## DATA SUPPLIED
Start

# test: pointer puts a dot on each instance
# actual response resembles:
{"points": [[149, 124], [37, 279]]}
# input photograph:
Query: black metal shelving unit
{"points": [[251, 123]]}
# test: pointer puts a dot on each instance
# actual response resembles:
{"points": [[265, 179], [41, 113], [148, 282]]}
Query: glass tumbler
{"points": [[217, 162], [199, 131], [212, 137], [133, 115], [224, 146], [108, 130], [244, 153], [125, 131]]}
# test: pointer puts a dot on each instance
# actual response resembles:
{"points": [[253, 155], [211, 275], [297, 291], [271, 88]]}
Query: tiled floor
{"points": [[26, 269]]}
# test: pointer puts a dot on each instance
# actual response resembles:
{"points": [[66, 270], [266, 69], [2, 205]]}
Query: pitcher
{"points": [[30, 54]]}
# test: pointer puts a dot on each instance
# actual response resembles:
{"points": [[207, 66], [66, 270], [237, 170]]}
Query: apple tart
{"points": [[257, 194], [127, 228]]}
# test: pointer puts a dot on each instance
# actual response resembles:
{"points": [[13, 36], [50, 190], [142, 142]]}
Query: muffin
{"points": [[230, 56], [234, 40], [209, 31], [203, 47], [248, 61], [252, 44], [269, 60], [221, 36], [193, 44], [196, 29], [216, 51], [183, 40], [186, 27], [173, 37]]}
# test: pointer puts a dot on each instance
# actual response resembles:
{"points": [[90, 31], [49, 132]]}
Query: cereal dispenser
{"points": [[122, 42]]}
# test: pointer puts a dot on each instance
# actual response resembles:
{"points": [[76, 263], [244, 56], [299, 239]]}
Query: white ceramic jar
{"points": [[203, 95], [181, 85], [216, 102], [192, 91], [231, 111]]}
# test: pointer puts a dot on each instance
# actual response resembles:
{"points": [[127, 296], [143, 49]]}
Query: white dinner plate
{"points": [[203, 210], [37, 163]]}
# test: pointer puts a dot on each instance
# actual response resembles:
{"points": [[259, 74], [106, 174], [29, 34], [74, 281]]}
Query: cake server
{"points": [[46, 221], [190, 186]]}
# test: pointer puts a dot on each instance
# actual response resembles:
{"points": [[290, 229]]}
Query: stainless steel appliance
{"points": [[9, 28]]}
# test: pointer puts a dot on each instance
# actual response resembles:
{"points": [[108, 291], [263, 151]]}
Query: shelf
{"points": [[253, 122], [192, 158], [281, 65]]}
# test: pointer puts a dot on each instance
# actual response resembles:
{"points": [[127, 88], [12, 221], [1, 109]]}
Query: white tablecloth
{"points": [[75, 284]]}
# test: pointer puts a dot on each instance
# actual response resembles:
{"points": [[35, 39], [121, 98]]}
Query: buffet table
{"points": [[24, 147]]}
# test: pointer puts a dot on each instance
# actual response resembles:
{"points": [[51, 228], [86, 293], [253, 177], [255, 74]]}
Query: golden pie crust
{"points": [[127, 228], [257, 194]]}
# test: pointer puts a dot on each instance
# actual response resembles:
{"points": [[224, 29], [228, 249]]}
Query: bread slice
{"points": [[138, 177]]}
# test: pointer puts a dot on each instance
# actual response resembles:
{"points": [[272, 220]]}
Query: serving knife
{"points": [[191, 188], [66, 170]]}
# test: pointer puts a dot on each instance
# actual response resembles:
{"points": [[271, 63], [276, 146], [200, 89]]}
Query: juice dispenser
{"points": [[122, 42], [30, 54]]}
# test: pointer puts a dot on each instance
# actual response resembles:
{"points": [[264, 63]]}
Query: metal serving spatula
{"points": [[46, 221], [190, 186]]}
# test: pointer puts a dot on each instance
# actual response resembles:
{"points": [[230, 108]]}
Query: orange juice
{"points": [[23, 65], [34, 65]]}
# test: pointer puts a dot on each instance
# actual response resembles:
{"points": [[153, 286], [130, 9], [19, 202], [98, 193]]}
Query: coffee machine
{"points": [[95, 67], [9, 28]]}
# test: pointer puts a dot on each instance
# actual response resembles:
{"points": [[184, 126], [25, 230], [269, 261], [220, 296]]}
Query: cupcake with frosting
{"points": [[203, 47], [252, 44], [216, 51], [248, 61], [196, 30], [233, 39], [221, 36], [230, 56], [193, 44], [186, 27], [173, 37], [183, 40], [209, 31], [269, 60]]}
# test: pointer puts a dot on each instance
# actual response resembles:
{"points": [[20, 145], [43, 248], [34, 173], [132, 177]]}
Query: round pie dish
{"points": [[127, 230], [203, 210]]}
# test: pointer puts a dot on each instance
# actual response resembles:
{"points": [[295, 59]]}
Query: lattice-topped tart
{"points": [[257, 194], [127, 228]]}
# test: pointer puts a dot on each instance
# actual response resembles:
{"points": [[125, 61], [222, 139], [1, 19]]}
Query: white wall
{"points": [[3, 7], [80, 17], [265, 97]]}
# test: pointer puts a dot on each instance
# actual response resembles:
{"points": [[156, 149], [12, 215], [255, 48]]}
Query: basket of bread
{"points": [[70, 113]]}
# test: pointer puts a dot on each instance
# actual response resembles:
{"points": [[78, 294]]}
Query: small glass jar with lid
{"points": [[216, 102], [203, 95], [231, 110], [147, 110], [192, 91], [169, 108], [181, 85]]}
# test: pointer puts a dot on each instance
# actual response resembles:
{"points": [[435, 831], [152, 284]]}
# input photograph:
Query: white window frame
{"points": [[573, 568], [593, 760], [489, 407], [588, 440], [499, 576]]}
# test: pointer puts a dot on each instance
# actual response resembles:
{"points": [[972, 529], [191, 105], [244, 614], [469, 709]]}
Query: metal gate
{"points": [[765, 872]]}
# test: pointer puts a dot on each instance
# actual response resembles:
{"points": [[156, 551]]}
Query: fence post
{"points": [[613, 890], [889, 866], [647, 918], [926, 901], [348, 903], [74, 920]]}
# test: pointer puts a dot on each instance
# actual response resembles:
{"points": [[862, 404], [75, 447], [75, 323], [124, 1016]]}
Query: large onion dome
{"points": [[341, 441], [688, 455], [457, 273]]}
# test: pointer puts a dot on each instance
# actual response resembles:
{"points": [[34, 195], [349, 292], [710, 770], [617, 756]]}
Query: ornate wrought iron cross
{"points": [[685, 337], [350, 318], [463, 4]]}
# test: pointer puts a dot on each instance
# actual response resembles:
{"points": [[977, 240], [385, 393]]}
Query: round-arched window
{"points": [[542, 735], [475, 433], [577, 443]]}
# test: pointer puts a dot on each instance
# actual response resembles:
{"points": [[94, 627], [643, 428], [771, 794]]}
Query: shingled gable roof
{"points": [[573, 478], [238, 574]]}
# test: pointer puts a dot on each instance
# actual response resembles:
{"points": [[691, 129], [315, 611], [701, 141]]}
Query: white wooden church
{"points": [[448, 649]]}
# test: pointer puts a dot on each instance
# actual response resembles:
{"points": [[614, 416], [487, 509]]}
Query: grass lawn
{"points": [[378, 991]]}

End

## GIVEN EXERCISE
Find every line in the entries above that contains the word "white", and copy each of those lines in full.

## ANSWER IN FULL
Query: white ceramic jar
Query: white dinner plate
Query: white tablecloth
Query: white wall
Query: white window frame
Query: white wooden church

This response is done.